--- start Supplied data ---

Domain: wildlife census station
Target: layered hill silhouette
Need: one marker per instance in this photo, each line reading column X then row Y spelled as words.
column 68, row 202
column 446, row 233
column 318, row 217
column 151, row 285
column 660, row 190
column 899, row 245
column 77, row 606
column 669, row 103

--- end Supplied data ---

Reproduce the records above line for line, without changing any character.

Problem solution:
Domain: wildlife census station
Target: layered hill silhouette
Need: one marker per instance in this photo, each line reading column X then row Y spelled as words.
column 68, row 202
column 446, row 233
column 318, row 217
column 151, row 285
column 660, row 190
column 899, row 245
column 77, row 606
column 669, row 103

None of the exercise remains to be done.